### Requirement A
Transcribe the records from the line containing "Target: plastic bag" up to and including the final line of the records, omitting the pictures.

### Page
In honor of Women’s History Month this March, I am profiling women who have made a difference to the marketing industry. You can follow along on IG by following me @bekah.may, or read all about the unique contributions these women made here:
What these women taught us about marketing
We, as an industry, learned a lot from these copywriting and advertising pioneers that are still applicable today, even in our digital advertising world. These women brought a creative and unique insight into reaching your audience that their male counterparts didn’t think of at the time.
These women taught us some key marketing truths:
- Market the benefit, not the product
- The concept of social proof when selling items
- Empowering women can lead to great scalability
Who are these historical female marketers?
Mary Kay Ash was one of the first women to bring network marketing (and multi-level marketing) to mainstream with the launch of her world-famous cosmetics firm, Mary Kay Cosmetics, in 1963. She embraced the marketing principle “know your audience” and had a deep understanding of American housewives at the time. She used this knowledge to tap into an underutilized workforce: the housewives who were sick of being a stay at home moms and struggled between being a mother and bringing in money without the traditional 9-to-5 job. She incentivized this workforce to spread the word of her business by awarding top sellers with lavish gifts such as pink Cadillacs, transforming them into mobile advertisements for the company’s products.
Mary Gerety, a copywriter during the Great Depression is known for kickstarting the sales of diamonds post-depression when people were still concerned about money and afraid to spend on high-ticket items. Mary Frances Gerety came up with the timeless tagline we still here today: “A diamond is forever”. It is said she came up with this in the middle of the night. The slogan has since been used in every De Beers ad and in 1999 was named the slogan of the 20th century by Advertising Age. Today, more than 80% of women in the U.S. receive diamond rings when they get engaged.

### Requirement B
Reproduce word for word the portion of the text on women in marketing history from "Mary Kay Ash" up to and including "the company’s products.".

### Data records
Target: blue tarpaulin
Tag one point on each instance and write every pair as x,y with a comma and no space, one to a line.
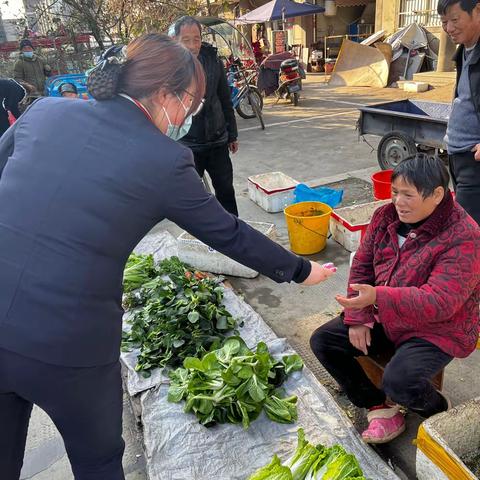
278,10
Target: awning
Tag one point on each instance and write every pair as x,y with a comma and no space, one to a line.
352,3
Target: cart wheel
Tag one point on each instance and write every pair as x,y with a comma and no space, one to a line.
393,148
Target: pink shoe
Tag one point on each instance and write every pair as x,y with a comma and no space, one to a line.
384,424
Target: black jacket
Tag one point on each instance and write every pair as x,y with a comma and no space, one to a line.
11,94
74,202
215,124
473,73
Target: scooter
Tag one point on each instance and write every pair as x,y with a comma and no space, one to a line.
290,80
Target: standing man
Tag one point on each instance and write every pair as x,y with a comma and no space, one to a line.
31,68
461,21
213,134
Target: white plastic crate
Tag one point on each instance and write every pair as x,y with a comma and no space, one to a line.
272,191
204,258
444,440
348,224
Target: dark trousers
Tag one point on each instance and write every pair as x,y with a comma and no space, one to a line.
406,379
465,173
84,403
216,161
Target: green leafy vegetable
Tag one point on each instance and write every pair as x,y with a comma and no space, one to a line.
273,471
139,270
310,462
233,384
179,314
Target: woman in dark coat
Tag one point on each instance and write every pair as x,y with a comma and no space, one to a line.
11,94
72,208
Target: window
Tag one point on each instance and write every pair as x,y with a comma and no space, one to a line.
424,12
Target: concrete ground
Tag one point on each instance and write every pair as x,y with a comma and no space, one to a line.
316,143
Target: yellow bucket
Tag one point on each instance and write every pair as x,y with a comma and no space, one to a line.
307,224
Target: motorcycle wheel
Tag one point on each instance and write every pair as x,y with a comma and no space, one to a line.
245,107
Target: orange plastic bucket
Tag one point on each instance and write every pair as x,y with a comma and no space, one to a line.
382,184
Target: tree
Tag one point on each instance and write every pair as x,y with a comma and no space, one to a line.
118,20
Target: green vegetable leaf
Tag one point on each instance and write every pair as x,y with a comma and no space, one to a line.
273,471
193,317
293,363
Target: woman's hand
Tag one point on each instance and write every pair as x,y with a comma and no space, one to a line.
319,273
360,337
367,295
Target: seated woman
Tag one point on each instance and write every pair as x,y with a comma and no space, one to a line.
414,289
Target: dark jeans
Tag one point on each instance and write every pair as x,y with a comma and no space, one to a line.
84,403
406,379
465,173
216,161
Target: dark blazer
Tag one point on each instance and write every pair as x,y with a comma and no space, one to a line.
81,184
473,73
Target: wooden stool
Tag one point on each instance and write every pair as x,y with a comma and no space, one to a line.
374,367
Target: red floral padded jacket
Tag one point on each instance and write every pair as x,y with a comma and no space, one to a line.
429,288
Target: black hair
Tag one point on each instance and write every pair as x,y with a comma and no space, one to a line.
147,65
68,87
184,21
424,172
465,5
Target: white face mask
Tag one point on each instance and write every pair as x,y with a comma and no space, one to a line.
176,132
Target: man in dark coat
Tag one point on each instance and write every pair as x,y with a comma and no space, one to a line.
31,68
213,134
461,21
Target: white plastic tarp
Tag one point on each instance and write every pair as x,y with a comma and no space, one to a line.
179,448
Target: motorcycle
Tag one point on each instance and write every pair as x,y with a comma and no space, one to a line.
281,74
290,80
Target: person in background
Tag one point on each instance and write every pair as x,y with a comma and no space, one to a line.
414,290
12,93
461,21
68,90
73,206
213,134
31,68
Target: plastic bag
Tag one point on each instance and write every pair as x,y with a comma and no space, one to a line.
11,118
330,196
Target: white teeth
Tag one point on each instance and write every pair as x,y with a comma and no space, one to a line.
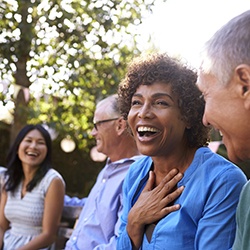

### Final answer A
Target: plastic bag
Tag one point on each instance and write every pair as x,y with a comma and no space, one to a line.
11,118
330,196
Target: white teeth
Tag one point on each instance and write every pair as x,y with a comma and no space, one to a line.

### Final answer B
Mary Kay Ash was one of the first women to bring network marketing (and multi-level marketing) to mainstream with the launch of her world-famous cosmetics firm, Mary Kay Cosmetics, in 1963. She embraced the marketing principle “know your audience” and had a deep understanding of American housewives at the time. She used this knowledge to tap into an underutilized workforce: the housewives who were sick of being a stay at home moms and struggled between being a mother and bringing in money without the traditional 9-to-5 job. She incentivized this workforce to spread the word of her business by awarding top sellers with lavish gifts such as pink Cadillacs, transforming them into mobile advertisements for the company’s products.